* [The request] Please write out the viewer comments again, everything from "What a magnificent" down to "affected. Thank you!", renaming "excellence" as "precision".

* [Selected passage]

◇ ◇ ◇

The Pärt-Bach parallel you draw with the Cello Suite opening is super interesting. I think it expresses very neatly this feat you mentioned in the beginning for Pärt's music to sound both old and new, since he basically reconstructs this tension between counterpoint and chordal harmony that exists in baroque music, but entirely on his own terms. Very cool video, thanks.
Im not saying this lightly, but you man, are the best youtuber in the world. Amazing.
Hats off gentlemen, a genius!
This video took me a couple of watches to fully grasp Pärt's style, but now i understand it, im having fun improvising at the piano. This guide broke the style down so well!
Excellent lecture, clearly explained but with the necessary depth. Thanks.
What a magnificent study and treatise. Enlightening and mind opening by equal measure. Thank you.
The clarity and excellence of this video are stunning. Your students are really fortunate and i could wish i was one of them. I’ll never listen to Pärt the same again, and my own compositions will also be affected. Thank you!
What a good video!, precisely for a composition project I am needing to use Tintinnabuli and with your explanation it has become much clearer to me; I feel happy that just after a couple of days looking for information on the subject (which I feel is not so easy to find or that they know how to explain it correctly) it is a gem to have found your content today. I thank you deeply and I hope you continue creating more content of such good quality, you deserve much more reach and recognition for your work
Incredibly high quality. So much so that I feel no words could do this video justice. A spectacular masterpiece... every second shines with clearly obvious hours of effort and dedication.
This was incredibly informative and well-made, and it gave me some newfound appreciation for the music of Pärt, which in the past I found rather dull, before listening to pieces like Da Pacem.
20/10, perfect video, thanks a lot. Keep making this high-quality job. PRICELESS
I was having a empty page syndrom for my composition: thanks, i found something! really well explained
A beautiful presentation. Thanks so much. Earned a subscription!
Great video. Nobody told me this at the conservatory.
It's surprising that this system doesn't find its way into more music syllabi. I imagine it could easily be worked into a course on minimalism, or one on tonality, or even one on serialism!
Fascinating. Great video, thanks.
The game destiny and destiny 2 uses this technique everywhere
Thank you for this video. All ideas were really clearly laid out and easy to understand. I love resources like this which give you the tools to try and start writing the music you love
Magnificent video. Thank you, this truly brings a new wat of thinking on music composition
Very simple yet very effective. Excellent, thank you.

◇ ◇ ◇

* [Raw data]
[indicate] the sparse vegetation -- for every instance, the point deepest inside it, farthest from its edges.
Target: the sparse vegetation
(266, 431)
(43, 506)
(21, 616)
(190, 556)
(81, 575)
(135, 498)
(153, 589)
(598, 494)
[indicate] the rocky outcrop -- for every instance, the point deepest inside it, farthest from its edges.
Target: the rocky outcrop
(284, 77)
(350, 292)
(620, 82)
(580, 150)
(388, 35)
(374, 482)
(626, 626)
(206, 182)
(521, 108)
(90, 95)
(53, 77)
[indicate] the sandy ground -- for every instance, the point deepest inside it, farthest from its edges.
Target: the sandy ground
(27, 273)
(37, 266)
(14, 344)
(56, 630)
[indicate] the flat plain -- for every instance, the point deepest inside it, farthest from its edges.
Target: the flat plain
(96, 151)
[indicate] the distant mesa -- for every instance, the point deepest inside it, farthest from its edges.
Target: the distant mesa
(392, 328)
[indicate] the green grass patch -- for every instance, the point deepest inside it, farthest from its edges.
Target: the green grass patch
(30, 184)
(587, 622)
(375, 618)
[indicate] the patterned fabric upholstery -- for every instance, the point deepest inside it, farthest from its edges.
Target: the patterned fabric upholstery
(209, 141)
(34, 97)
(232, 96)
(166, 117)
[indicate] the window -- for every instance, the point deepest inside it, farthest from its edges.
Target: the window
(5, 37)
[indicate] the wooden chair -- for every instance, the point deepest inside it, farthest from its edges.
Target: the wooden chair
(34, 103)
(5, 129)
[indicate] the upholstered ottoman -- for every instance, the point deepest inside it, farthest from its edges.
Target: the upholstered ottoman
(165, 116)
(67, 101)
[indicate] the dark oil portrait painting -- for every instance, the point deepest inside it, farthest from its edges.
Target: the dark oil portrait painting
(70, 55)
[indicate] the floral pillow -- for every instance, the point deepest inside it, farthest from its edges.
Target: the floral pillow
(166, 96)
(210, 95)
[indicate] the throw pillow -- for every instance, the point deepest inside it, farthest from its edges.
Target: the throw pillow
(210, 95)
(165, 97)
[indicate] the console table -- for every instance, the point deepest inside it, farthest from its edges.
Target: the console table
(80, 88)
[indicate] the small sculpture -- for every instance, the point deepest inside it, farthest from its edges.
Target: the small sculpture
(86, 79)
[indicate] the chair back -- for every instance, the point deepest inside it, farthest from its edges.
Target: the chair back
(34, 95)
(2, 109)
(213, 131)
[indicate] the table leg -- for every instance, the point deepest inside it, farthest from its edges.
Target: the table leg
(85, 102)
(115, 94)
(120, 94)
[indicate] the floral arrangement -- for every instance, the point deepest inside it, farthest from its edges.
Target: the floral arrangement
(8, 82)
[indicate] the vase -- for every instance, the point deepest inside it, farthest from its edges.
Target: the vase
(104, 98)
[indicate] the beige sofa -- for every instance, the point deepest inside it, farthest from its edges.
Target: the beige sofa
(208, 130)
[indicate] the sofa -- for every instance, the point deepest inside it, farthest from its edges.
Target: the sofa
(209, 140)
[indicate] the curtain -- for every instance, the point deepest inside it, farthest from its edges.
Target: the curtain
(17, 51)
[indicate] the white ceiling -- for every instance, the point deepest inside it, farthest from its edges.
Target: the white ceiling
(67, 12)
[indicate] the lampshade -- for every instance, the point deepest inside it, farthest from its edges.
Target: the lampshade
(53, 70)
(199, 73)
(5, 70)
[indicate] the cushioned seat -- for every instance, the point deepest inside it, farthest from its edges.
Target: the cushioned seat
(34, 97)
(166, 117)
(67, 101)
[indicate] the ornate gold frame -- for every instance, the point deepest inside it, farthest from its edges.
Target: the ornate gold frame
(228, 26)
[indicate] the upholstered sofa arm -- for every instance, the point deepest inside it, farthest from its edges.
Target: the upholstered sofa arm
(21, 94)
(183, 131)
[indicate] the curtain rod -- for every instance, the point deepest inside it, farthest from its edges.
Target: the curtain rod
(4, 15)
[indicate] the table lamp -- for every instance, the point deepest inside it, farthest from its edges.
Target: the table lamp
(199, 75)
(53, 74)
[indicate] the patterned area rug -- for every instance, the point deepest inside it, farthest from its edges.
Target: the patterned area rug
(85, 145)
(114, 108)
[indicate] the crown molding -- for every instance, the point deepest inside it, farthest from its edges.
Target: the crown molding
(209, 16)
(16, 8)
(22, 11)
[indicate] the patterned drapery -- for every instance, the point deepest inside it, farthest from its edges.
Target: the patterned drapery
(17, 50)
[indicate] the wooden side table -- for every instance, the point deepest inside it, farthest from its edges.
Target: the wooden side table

◇ ◇ ◇

* [Task output]
What a magnificent study and treatise. Enlightening and mind opening by equal measure. Thank you.
The clarity and precision of this video are stunning. Your students are really fortunate and i could wish i was one of them. I’ll never listen to Pärt the same again, and my own compositions will also be affected. Thank you!